Nicht alles, was Patienten plagt, lässt sich in schöne Worte kleiden. Dabei sollte man dem eigenen Arzt eigentlich ausreichend vertrauen, um auch unangenehme und unappetitliche Wahrheiten zu teilen. Doch ausgerechnet beim Thema Gesundheit nehmen es viele mit der Wahrheit nicht ganz so genau. Eine Studie offenbart jetzt, warum Patienten lügen.
US-Studie: Mehrheit der Patienten hat bereits seinen Arzt belogen
Haben Sie das Medikament wie besprochen genommen? Bewegen Sie sich regelmäßig? Haben Sie meine Anweisungen verstanden? Fragen wie diese wollen viele Patienten nicht wahrheitsgemäß beantworten. Zu diesem Schluss kommt eine im Fachblatt “JAMA Network Open” veröffentlichte Studie (“Prevalence of and Factors Associated with Patient Nondisclosure of Medically Relevant Information to Clinicians”, Andrea Gurmankin Levy et al.). Insgesamt 4.510 Personen aus den USA haben an der Studie teilgenommen, aufgeteilt auf zwei Gruppen (Gruppe 1: 2.011 Probanden, Durchschnittsalter 36 Jahre; Gruppe 2: 2.500 Probanden, Durchschnittsalter 62 Jahre).
Die Probanden mussten in der Studie angeben, ob sie es schon einmal vermieden haben, medizinischem Personal mitzuteilen, dass man…
- die Anweisungen nicht verstanden hat;
- der Empfehlung nicht zustimmt;
- sich nicht oder nicht regelmäßig sportlich betätigt;
- eine ungesunde Ernährung hat oder wie ungesund die eigene Ernährung ist;
- ein Medikament eingenommen hat;
- das verschriebene Medikament nicht wie angewiesen eingenommen hat;
- ein verschreibungspflichtiges Medikament einer anderen Person eingenommen hat.
Medizinisches Personal wurde in der Studie als Ärzte, Assistenten oder Krankenpfleger definiert. In der ersten Gruppe gaben 61 Prozent der Befragten an, ihren Arzt bereits belogen zu haben, in der zweiten Gruppe waren es sogar 81 Prozent.

- AUFGABE
Beantworte zum Text über die Patientenstudie:
(a) In welchem Fachblatt wurde die Studie veröffentlicht?
(b) Wen zählte die Studie zum medizinischen Personal?
(c) Wie viel Prozent der zweiten Gruppe gaben an, ihren Arzt bereits belogen zu haben?
Das Material stammt aus einer anderen Quelle als der Text.

- GEGEBENE EINTRÄGE
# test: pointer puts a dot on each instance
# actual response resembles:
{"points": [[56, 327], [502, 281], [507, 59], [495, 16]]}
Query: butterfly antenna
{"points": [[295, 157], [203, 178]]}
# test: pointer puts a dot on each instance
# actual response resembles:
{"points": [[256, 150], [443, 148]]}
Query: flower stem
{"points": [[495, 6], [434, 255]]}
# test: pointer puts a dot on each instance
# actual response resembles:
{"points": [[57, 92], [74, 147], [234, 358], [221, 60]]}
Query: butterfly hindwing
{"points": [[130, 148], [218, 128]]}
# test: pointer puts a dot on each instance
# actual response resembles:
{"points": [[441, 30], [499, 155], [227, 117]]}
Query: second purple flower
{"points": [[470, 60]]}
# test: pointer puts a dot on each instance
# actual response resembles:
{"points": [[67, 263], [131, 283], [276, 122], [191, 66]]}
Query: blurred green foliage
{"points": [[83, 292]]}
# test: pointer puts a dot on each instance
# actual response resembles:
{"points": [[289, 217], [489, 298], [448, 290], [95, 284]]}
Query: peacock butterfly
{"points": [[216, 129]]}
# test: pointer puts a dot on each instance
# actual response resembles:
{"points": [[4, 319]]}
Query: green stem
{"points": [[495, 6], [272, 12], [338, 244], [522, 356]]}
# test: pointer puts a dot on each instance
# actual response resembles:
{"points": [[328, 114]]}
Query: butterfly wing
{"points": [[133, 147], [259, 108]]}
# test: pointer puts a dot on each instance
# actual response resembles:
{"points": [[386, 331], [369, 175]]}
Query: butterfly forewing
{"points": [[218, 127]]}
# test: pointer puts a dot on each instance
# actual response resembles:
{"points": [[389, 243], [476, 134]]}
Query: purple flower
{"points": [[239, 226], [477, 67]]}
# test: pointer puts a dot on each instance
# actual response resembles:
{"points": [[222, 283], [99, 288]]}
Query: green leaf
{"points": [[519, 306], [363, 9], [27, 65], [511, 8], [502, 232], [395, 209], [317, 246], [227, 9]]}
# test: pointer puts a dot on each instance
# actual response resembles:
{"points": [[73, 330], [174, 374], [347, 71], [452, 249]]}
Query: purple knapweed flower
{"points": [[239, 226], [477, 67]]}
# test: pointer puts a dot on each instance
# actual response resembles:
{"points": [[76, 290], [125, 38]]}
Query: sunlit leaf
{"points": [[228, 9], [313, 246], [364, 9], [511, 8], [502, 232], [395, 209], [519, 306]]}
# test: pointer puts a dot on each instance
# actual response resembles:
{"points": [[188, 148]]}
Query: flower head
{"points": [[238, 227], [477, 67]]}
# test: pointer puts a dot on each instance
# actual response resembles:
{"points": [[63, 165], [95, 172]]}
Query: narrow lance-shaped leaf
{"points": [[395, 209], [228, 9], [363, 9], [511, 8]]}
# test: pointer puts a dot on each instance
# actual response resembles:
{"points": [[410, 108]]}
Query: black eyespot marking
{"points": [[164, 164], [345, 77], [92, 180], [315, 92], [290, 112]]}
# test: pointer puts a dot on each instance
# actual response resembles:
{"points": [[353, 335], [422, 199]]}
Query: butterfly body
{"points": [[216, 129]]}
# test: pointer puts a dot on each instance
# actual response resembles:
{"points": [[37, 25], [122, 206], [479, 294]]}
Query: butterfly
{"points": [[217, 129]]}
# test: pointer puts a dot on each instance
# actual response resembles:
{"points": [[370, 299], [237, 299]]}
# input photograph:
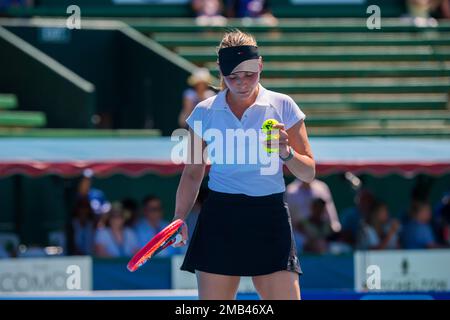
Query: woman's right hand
{"points": [[184, 236]]}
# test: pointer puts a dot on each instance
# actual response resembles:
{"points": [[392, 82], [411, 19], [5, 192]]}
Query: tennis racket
{"points": [[166, 237]]}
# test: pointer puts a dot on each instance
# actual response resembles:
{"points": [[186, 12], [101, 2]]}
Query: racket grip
{"points": [[178, 239]]}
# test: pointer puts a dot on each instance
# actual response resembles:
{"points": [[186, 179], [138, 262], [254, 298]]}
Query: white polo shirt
{"points": [[233, 176]]}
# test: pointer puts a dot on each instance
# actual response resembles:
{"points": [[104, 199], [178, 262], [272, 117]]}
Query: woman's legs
{"points": [[216, 286], [280, 285]]}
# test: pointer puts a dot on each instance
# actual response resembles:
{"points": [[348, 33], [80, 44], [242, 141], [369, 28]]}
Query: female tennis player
{"points": [[244, 227]]}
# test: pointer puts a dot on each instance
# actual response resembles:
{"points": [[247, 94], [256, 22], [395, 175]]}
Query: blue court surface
{"points": [[192, 295]]}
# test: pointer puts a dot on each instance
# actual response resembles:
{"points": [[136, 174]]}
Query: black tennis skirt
{"points": [[242, 235]]}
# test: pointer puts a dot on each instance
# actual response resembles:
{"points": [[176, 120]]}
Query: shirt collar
{"points": [[262, 100]]}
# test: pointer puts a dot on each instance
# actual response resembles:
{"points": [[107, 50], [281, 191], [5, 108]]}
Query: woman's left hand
{"points": [[283, 142]]}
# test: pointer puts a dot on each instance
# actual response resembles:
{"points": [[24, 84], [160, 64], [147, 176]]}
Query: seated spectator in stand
{"points": [[199, 91], [131, 207], [445, 9], [316, 228], [418, 233], [441, 220], [209, 12], [151, 223], [81, 229], [116, 240], [420, 11], [251, 10], [9, 244], [353, 217], [378, 231], [300, 195]]}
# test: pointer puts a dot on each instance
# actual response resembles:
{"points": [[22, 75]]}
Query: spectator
{"points": [[131, 207], [441, 220], [300, 195], [379, 232], [418, 233], [445, 9], [115, 240], [81, 229], [420, 12], [316, 228], [97, 199], [353, 217], [251, 9], [151, 223], [9, 244], [199, 91], [208, 12]]}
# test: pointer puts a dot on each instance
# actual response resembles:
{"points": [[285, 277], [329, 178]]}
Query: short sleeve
{"points": [[196, 120], [190, 94], [291, 113]]}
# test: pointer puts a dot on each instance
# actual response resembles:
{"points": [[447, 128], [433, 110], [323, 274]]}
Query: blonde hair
{"points": [[234, 38]]}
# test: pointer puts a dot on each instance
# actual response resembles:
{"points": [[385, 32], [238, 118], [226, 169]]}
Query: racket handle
{"points": [[178, 239]]}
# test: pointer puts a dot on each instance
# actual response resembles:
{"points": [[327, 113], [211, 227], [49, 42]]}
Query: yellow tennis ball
{"points": [[266, 127], [268, 124]]}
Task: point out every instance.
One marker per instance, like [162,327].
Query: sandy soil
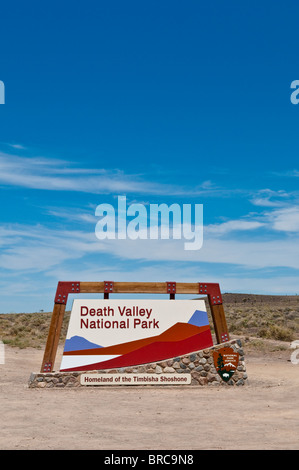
[261,415]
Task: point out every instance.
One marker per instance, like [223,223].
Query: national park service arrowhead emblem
[226,362]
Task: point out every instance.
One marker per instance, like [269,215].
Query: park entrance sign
[112,334]
[105,334]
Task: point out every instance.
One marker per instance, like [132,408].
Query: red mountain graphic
[176,332]
[181,338]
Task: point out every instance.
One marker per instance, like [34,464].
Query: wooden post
[219,321]
[53,338]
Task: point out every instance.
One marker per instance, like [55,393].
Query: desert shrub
[276,332]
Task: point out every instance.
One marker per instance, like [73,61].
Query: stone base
[199,364]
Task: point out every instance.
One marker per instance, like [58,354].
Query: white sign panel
[135,379]
[106,334]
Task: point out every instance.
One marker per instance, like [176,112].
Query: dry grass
[255,316]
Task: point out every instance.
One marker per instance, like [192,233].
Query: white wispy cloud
[59,175]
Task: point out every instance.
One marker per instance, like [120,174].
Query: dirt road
[261,415]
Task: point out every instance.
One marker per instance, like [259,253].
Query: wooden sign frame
[212,290]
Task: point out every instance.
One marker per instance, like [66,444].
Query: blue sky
[161,102]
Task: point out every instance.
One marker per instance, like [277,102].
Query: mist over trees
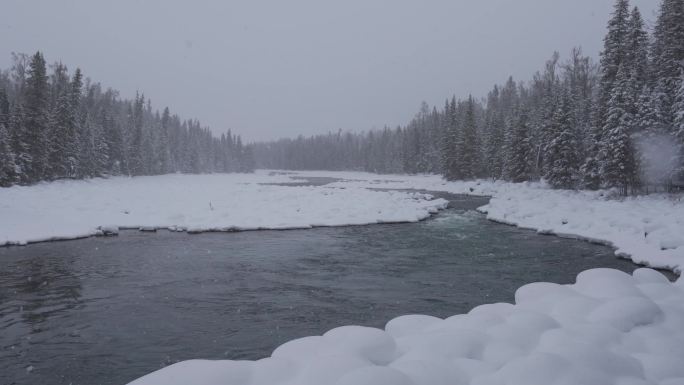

- LÖSUNG
(a) In „JAMA Network Open“.
(b) Ärzte, Assistenten und Krankenpfleger.
(c) 81 Prozent.